> **Exercise**
Reproduce word for word the stretch of lines from the first line through the line that contains "(1089, 310)", including both of those lines.

Location labeling records:
____________

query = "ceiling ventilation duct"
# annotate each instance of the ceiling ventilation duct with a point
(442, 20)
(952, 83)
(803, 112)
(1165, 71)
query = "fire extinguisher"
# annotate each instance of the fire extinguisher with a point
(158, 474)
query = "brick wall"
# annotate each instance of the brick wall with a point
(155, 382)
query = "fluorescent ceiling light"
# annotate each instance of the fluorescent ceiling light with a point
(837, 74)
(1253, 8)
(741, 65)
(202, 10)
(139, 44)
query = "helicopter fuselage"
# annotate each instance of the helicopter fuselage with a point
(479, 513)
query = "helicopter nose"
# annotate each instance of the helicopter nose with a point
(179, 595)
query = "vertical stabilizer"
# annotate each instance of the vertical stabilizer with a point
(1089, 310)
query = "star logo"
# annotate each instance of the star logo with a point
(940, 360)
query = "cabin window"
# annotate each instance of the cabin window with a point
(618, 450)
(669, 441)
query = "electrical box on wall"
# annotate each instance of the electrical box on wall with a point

____________

> **Complete answer**
query = "ceiling ventilation duct"
# annotate each instance of the ceiling ventilation duct with a point
(442, 20)
(952, 83)
(803, 112)
(1165, 71)
query = "fire extinguisher"
# annotate each instance of the fire extinguisher with a point
(158, 474)
query = "brick wall"
# annotate each instance of the brick wall with a point
(155, 382)
query = "fluorescent ceiling light"
# annotate each instance of the fluorescent ceiling light with a point
(837, 74)
(1253, 8)
(741, 65)
(202, 10)
(139, 44)
query = "helicopter fuselage"
# annotate each instance of the helicopter fuselage with a point
(479, 513)
query = "helicopter nose"
# annotate each instance of the helicopter nose with a point
(179, 595)
query = "vertical stabilizer"
# annotate each instance of the vertical stabilizer with a point
(1089, 310)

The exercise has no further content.